:: EXCERPTED PASSAGE ::
------------------------------------
Carly Chaikin received overwhelming critical praise for her role as Dalia Royce. Critics consistently referred to her as the series breakout star and she was arguably one of the most popular characters in the show. For her performance, Chaikin was nominated for the Critics' Choice Television Award for Best Supporting Actress in a Comedy Series, a Teen Choice Award for Choice TV Villain and many other various nominations for her role in Suburgatory, but fell short of winning any of them.

===Ratings===
The debut episode did well, scoring a 3.3 among the 18–49 demos with 9.81 million viewers tuning in.

| Season | Timeslot (ET) | # Ep. | Premiere |  | Finale |  | TV Season | Rank | Viewers (in millions) |
| Date | Premiere Viewers (in millions) | Date | Finale Viewers (in millions) |
| 1 | Wednesday 8:30 pm | 22 | September 28, 2011 | 9.81 | May 16, 2012 | 5.35 | 2011–2012 | #71 | 7.25 |
| 2 | Wednesday 9:30 pm Wednesday 8:30 pm (April 3–17) | 22 | October 17, 2012 | 7.54 | April 17, 2013 | 5.45 | 2012–2013 | #68 | 6.63 |
| 3 | Wednesday 8:30 pm | 13 | January 15, 2014 | 5.30 | May 14, 2014 | 5.23 | 2013–2014 | #84 | 5.51 |

===Awards and nominations===
Suburgatory was nominated for a 2012 People's Choice Award for "Favorite New TV Comedy", but lost to 2 Broke Girls, another show from Warner Bros. Television.
------------------------------------
:: RECORD SET ::

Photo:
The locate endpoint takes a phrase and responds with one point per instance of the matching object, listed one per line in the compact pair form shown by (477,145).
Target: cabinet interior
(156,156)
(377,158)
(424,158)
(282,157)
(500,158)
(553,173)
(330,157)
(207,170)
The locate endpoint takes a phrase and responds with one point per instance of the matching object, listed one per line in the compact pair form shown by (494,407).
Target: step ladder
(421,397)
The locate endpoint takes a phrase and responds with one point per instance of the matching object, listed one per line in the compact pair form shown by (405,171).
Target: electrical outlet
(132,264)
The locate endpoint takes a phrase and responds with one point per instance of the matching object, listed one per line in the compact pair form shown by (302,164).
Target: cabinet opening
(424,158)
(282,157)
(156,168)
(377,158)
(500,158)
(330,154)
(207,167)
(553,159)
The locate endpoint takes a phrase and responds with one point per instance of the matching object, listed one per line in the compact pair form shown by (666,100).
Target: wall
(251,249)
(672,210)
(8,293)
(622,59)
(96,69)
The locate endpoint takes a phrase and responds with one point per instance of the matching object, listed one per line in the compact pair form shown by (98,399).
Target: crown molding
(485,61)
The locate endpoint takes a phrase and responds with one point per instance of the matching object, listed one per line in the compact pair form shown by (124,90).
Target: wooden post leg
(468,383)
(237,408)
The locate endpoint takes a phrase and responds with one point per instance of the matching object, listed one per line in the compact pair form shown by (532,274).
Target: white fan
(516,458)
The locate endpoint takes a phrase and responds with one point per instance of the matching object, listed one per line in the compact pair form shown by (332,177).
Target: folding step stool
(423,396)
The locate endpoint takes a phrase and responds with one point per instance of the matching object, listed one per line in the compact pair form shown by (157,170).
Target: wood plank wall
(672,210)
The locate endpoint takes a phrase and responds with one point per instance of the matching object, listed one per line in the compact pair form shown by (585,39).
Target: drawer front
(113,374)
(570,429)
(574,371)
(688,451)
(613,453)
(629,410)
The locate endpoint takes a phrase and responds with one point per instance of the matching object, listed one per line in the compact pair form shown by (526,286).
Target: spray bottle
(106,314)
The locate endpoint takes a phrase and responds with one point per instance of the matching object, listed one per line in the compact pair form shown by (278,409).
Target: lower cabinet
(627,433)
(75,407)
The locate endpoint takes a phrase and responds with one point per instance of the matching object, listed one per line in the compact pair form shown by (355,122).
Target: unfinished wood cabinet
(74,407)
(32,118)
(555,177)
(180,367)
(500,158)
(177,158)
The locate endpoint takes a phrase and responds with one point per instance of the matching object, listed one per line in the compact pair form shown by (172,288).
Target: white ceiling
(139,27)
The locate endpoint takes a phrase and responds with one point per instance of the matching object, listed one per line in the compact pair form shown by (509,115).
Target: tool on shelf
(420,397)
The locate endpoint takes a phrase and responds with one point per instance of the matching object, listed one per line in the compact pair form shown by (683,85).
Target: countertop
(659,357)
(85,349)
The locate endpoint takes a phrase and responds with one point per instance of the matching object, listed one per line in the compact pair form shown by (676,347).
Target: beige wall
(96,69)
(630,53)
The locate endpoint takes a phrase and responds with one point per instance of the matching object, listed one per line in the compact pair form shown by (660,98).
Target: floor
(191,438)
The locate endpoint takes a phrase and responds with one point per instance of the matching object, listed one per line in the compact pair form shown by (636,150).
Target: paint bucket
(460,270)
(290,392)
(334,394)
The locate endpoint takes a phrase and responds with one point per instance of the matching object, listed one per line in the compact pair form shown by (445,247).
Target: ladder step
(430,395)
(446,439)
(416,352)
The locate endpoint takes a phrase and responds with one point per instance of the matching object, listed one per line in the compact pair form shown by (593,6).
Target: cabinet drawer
------------------------------------
:: GOAL A ::
For each statement below, decide whether it agrees with the Suburgatory excerpt, answering yes or no and quoting the deciding words from the text. (i) Carly Chaikin won at least one of the awards she was nominated for. (ii) The debut episode drew 9.81 million viewers. (iii) Suburgatory lost the 2012 People's Choice Award for "Favorite New TV Comedy" to 2 Broke Girls.
:: GOAL B ::
Translate this sentence from the Suburgatory excerpt into Spanish: "The debut episode did well, scoring a 3.3 among the 18–49 demos with 9.81 million viewers tuning in."

:: RESPONSE A ::
(i) No: "but fell short of winning any of them."
(ii) Yes: "with 9.81 million viewers tuning in."
(iii) Yes: "but lost to 2 Broke Girls, another show from Warner Bros. Television."

:: RESPONSE B ::
El episodio de estreno tuvo un buen resultado: obtuvo un 3.3 en el grupo demográfico de 18 a 49 años, con 9.81 millones de espectadores sintonizándolo.